# [Exercise directions]
Resume the piece about how The New York Community Trust combines donors' funds, writing on from right after its last sentence.

People with a wide range of charitable interests ask The New York Community Trust to help them make an impact. And they all want the biggest bang for their buck.
To best serve these donors—and our region—we look closely at the purpose of each fund and weave them together to meet the needs of nonprofits doing important work. Below are two examples.
Every day, the opioid epidemic kills about 130 people in the U.S. At the same time, fentanyl-involved overdose deaths are skyrocketing. But with training, social workers could be life-savers for those addicted to opioids.
Donors who understood the power of social work created three legacy funds in The Trust. Lois and Samuel Silberman left funds to train and educate social workers. Robert and Ellen Popper were interested in the intersection of social work and health care, and Harriett Bartlett wanted to help workers in the field address social causes. And these donors wanted to have a far-reaching impact.
By combining their funds, we’re helping forge a new partnership between schools of social work and health providers to battle the opioid crisis. The National Council for Behavioral Health will use $1.1 million to work with the Council on Social Work Education to train students to work in prevention, treatment, and support for those struggling with opioid and other substance use disorders.
“Social workers are unsung heroes and heroines who play a critical role in solving the opioid epidemic,” says Chuck Ingoglia, president and CEO of the National Council for Behavioral Health. “They are saving lives and bringing recovery to people caught in the cycle of addiction,” he says.

# [Data block]
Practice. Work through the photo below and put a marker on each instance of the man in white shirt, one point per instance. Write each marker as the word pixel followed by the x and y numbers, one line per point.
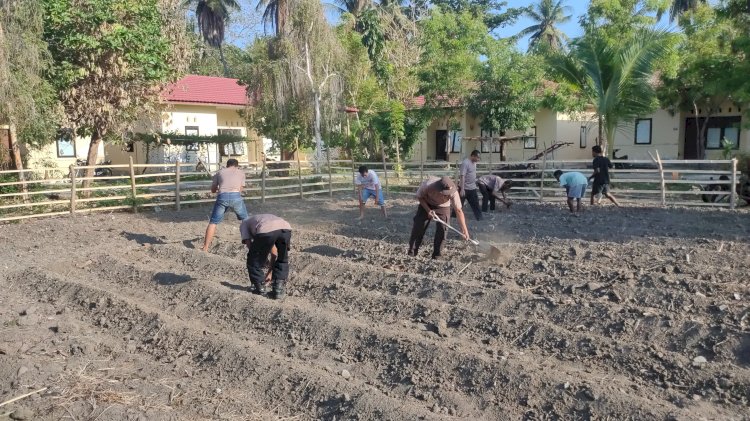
pixel 467 184
pixel 262 234
pixel 368 185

# [Answer box]
Two funds were created in The Trust to help find cures for diseases. A third provides funding for research into the causes and cures of deafness, and the fourth focuses on alleviating children’s diseases. (See infographic.) Trust staff identified a project at Hospital for Special Surgery’s Kathryn O. and Alan Greenberg Center for Skeletal Dysplasias that would combine these funds to address a complication of an incurable bone disorder.
Skeletal dysplasias are hereditary conditions that cause dwarfism and can lead to other medical problems. For those with one type of the condition, osteogenesis imperfecta, bones are brittle, bowed, and prone to fractures. The condition is incurable, but with care, people with the disease often lead healthy, productive lives.
Approximately 50 percent of those with a type of osteogenesis imperfecta experience hearing loss that typically starts in the late teens. Common treatments, such as bone-anchored hearing aids and surgery, often are not an option. With our $450,000, Hospital for Special Surgery will study ways to prevent hearing loss, including exploring the effectiveness of a drug that slows or prevents bone loss.
“Research funding for rare diseases is tough to come by,” says Irfan Hasan, The Trust’s program director for Health and Behavioral Health. “We’re grateful our donors left legacy gifts that bring hope and resources to the toughest problems.”